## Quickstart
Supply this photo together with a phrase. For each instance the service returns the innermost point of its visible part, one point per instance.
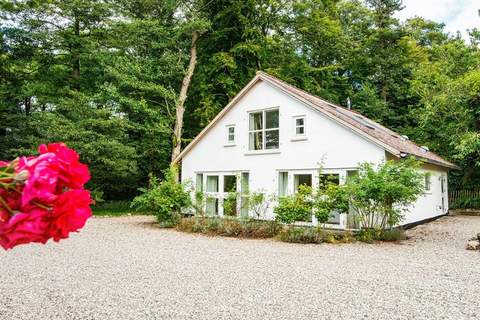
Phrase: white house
(273, 137)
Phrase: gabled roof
(394, 143)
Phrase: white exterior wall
(430, 204)
(327, 142)
(339, 147)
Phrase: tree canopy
(104, 76)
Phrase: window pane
(245, 182)
(255, 141)
(427, 182)
(271, 139)
(271, 119)
(199, 183)
(229, 183)
(212, 183)
(334, 218)
(302, 179)
(282, 184)
(244, 206)
(256, 121)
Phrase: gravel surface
(126, 268)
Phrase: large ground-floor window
(224, 193)
(289, 182)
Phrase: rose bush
(42, 197)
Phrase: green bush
(230, 204)
(297, 234)
(166, 199)
(297, 207)
(229, 227)
(112, 208)
(329, 198)
(256, 203)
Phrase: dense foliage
(105, 76)
(165, 199)
(379, 195)
(296, 207)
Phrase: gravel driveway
(126, 268)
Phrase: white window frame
(304, 126)
(220, 194)
(263, 130)
(228, 141)
(342, 175)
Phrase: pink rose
(73, 174)
(71, 211)
(25, 227)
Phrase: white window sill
(300, 138)
(258, 152)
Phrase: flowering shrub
(42, 197)
(296, 207)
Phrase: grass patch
(372, 235)
(251, 228)
(297, 234)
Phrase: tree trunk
(177, 131)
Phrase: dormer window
(231, 135)
(263, 130)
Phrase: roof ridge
(333, 109)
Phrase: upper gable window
(299, 126)
(230, 134)
(263, 129)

....................

* _Consignes de la tâche_:
Pourriez-vous réécrire toutes ces lignes en remplaçant « gravel » par « paved », sans rien modifier d'autre ? Les images ne doivent pas figurer dans la réponse.

* _Réponse au problème_:
## Quickstart
Supply this photo together with a phrase. For each instance the service returns the innermost point of its visible part, one point per instance.
Phrase: white house
(273, 137)
Phrase: gabled roof
(394, 143)
Phrase: white exterior wall
(430, 204)
(327, 142)
(339, 147)
Phrase: tree canopy
(104, 76)
Phrase: window pane
(245, 182)
(255, 141)
(427, 182)
(271, 139)
(271, 119)
(199, 183)
(229, 183)
(212, 183)
(334, 218)
(302, 179)
(282, 184)
(244, 206)
(256, 121)
Phrase: paved surface
(126, 268)
Phrase: large ground-floor window
(224, 193)
(289, 182)
Phrase: rose bush
(42, 197)
Phrase: green bush
(230, 204)
(297, 234)
(166, 199)
(297, 207)
(229, 227)
(112, 208)
(329, 198)
(256, 203)
Phrase: dense foliage
(105, 76)
(165, 199)
(379, 195)
(296, 207)
Phrase: paved driveway
(126, 268)
Phrase: white window frame
(304, 126)
(220, 194)
(263, 130)
(228, 141)
(342, 175)
Phrase: pink rose
(73, 174)
(71, 211)
(25, 227)
Phrase: white window sill
(300, 138)
(258, 152)
Phrase: flowering shrub
(42, 197)
(296, 207)
Phrase: grass patch
(372, 235)
(251, 228)
(297, 234)
Phrase: tree trunk
(177, 131)
Phrase: dormer window
(231, 135)
(263, 130)
Phrase: roof ridge
(333, 109)
Phrase: upper gable window
(299, 126)
(230, 134)
(263, 129)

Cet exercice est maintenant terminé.